**本文抜粋:**
+===+

宇宙と宇宙をつなぐ数学
IUT理論の衝撃
並列タイトル Mathematics that bridges universes:
The shock of IUT theory
著者 加藤文元/著
出版者 KADOKAWA 2019.4
1.概要
いろんな書評をみてみると、
「 フェルマーの最終定理、ポアンカレ予想などに続く数学の超難問
「ABC予想」。
日本人数学者望月新一教授が、この予想を解決に導く「IUT理論」
を公開する。
この望月教授と議論と親交を重ねてきた数学者加藤文元教授が、
理論の斬新さと独創性、その核心をわかりやすく伝える。」
とあります。
著者の加藤さんが「わかりやすく」解説してくれた、と思いますが、
私の頭で充分理解できたかどうか?
オマエの頭の中は、冒頭イラストの、とおりだろう。
本来「敗戦記」での紹介でないの?
と言われてしまえば、その通りかもしれませんが、長めの「ピック
アップ」含めて、書いてみます。
2.目次
第1章 IUTショック
第2章 数学者の仕事
第3章 宇宙際幾何学者
第4章 たし算とかけ算
第5章 パズルのピース
第6章 対称性通信
第7章 「行為」の計算
第8章 伝達・復元・ひずみ
3.ピックアップ
(IUT理論とは、一言で言うと・・・・と、以下望月さん本人の言葉ですが、
私はまず面食らってしまいます。)
「自然数」と呼ばれる「普通の数」の足し算と掛け算からなる「環」

+===+

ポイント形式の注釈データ
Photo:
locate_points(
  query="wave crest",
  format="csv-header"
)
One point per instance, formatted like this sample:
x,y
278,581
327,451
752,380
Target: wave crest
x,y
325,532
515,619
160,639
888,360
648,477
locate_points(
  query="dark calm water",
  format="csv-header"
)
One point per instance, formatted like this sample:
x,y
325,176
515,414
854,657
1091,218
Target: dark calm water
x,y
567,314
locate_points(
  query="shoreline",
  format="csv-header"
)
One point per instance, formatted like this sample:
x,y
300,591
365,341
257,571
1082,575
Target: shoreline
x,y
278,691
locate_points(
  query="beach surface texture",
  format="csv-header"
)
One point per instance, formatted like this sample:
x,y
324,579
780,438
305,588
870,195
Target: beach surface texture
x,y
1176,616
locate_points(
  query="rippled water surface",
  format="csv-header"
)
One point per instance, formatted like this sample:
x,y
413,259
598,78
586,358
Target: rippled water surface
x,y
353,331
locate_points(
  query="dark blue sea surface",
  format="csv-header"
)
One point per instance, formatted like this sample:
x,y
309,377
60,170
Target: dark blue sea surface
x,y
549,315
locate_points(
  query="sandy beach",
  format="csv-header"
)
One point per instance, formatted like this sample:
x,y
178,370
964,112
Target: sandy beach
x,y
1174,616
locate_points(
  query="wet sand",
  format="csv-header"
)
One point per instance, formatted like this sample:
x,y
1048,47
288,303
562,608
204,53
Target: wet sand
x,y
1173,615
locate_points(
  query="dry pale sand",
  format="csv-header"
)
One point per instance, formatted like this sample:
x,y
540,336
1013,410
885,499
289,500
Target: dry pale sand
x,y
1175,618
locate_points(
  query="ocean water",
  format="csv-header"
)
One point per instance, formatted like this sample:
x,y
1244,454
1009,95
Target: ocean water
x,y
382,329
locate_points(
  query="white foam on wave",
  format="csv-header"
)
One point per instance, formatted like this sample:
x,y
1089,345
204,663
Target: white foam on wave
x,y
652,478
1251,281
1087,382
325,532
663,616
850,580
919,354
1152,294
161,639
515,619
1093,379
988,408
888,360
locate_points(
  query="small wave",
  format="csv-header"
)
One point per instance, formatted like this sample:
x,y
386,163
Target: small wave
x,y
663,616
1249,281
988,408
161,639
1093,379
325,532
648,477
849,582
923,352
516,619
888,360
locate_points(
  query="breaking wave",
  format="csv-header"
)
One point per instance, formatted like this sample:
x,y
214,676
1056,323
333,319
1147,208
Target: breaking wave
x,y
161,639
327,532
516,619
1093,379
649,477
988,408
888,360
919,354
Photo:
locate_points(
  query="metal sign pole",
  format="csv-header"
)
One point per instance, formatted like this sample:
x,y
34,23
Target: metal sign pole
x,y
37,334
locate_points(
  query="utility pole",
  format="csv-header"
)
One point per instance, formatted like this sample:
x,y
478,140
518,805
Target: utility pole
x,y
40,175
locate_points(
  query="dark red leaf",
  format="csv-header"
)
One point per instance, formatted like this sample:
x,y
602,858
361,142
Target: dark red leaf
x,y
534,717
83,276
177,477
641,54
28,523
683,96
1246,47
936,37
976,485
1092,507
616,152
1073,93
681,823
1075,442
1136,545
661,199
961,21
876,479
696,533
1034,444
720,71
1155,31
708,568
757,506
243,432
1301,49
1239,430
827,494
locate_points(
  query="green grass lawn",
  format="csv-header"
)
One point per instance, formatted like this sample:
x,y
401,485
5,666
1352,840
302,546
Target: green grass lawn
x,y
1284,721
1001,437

+===+

**課題 1:**
本文について、次の問いに答えてください。
(a) この本の出版者と出版年月は何か。
(b) 目次で第6章の題は何か。
(c) 書評の引用で、「IUT理論」を公開するとされている人物は誰か。
**課題 2:**
記録のうち、「pale」という語を含む行をすべて特定し、そのまま書き出してください。

**出力 1:**
(a) KADOKAWA、2019.4
(b) 対称性通信
(c) 日本人数学者の望月新一教授

**出力 2:**
  query="dry pale sand",
Target: dry pale sand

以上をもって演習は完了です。